→ **Given text**:

The letter states that, on the morning of July 1, 1984, Charboneau was at the house and told Tira “that the wrangle horse was waiting on [her],” which was a phrase he used to tell her when she overslept. Marilyn then entered Tira’s bedroom and gave her a “big box wrapped in decorative paper,” and inside the box was a new .22-caliber rifle. The letter, like Charboneau, claimed that the rifle was a graduation gift from Charboneau.
The letter stated that Marilyn then took a bath and got dressed and that she told Tiffnie and Tira “that she was going outside to help [Charboneau] with the horses.” Tira went to take a bath, and shortly thereafter she heard gunshots. Tiffnie then came running into the bathroom and screamed at Tira to get dressed. Tiffnie grabbed Tira’s new .22-caliber rifle and gave Tira one of Marilyn’s .22-caliber pistols, and the girls then went outside and hid behind the sheep wagon.
Tira could see Marilyn in an alleyway by a feed canal, but she did not see Charboneau and could only hear his voice. Tira heard Tiffnie shoot the rifle while they were behind the sheep wagon. Startled by the sound, Tira accidentally fired the pistol. Tiffnie then told Tira that Marilyn had taken a different .22-caliber rifle nicknamed “Calamity
The letter further stated that, a few days after Tira gave her statement to Officer Driesal, a different officer, Larry Webb, visited Tira at her grandfather’s house. Officer Webb told Tira that she had “forgotten to write down some important things in [her] statement.” He instructed Tira to add that she and Tiffnie “had heard 6 or 8 more shots” after they went back into the house. Tira signed another statement to that effect, “even though [she] knew it was not true.”
The letter also recounted an alleged incident in which Marc Haws, the “new prosecutor from Boise,” told Tira that she “need[ed] to get rid of [Marilyn’s] Calamity Jane rifle.” The letter stated that Tira did not know why Haws had asked her to do this, but that she, along with her grandfather and her uncle, buried Calamity Jane behind a potato cellar.

→ **Problem 1**: Reproduce everything in the excerpt about the letter from "The letter states" down to "gift from Charboneau.".
→ **Problem 2**: Carry on the excerpt about the letter past its final sentence.

→ **Data shown**:
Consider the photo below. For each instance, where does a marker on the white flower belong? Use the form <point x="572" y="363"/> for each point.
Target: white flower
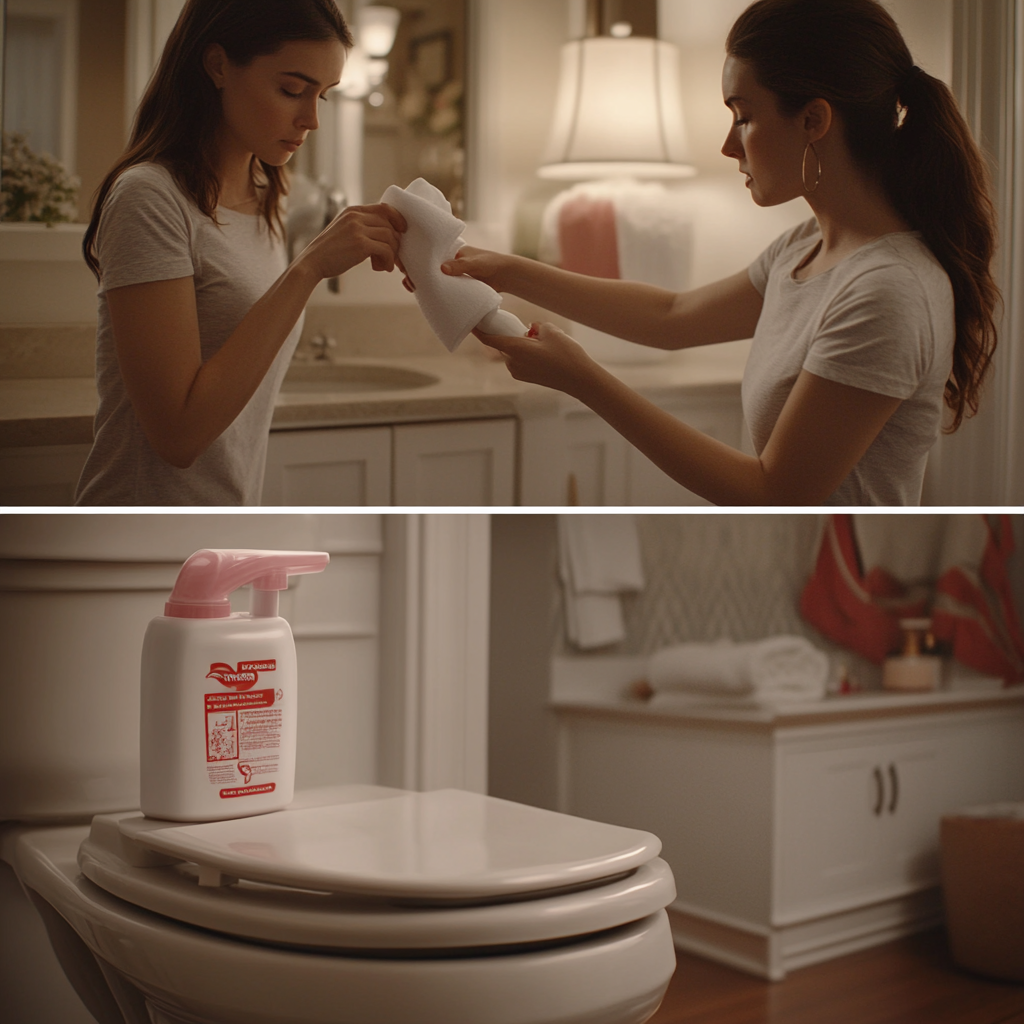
<point x="34" y="186"/>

→ **Expected output 1**:
The letter states that, on the morning of July 1, 1984, Charboneau was at the house and told Tira “that the wrangle horse was waiting on [her],” which was a phrase he used to tell her when she overslept. Marilyn then entered Tira’s bedroom and gave her a “big box wrapped in decorative paper,” and inside the box was a new .22-caliber rifle. The letter, like Charboneau, claimed that the rifle was a graduation gift from Charboneau.

→ **Expected output 2**:
After the signature line, the letter contained a postscript stating that Tira was in Bruneau, Idaho “for a cowboy benefit [and] street dance” and that she would return to Jerome, Idaho “early next week.”
2
There were several additional documents in the mysterious envelope found at the state prison. One was a handwritten statement purportedly composed by former Jerome County deputy sheriff Orville Balzer. Charboneau, 395 P.3d at 388. The statement claims that Balzer saw Judge
Becker’s clerk Cheryl Watts open and read the Tira Letter and that Balzer then told Watts to “lose the letter in a ‘ghost’ file.” Id. Charboneau concedes that this “Balzer Statement” was forged, as expressly found by the Idaho state court in connection with Charboneau’s latest round of post-conviction challenges. Id. Specifically, the Idaho trial court determined that the true author of the statement was DeWayne Shedd, a library specialist for the Idaho Department of Corrections who worked at the state prison in Orofino from 1997 to 2007; Charboneau was housed there from approximately late 2001 until April 2011. Id. Shedd gave testimony in which he denied knowing who Tira, Balzer, or Watts were. Id. The Idaho Supreme Court held that, given Shedd’s lack of knowledge concerning the matters set forth in the Balzer Statement, someone must have assisted him in preparing it, and that “the only person who could have done so was Charboneau.” Id.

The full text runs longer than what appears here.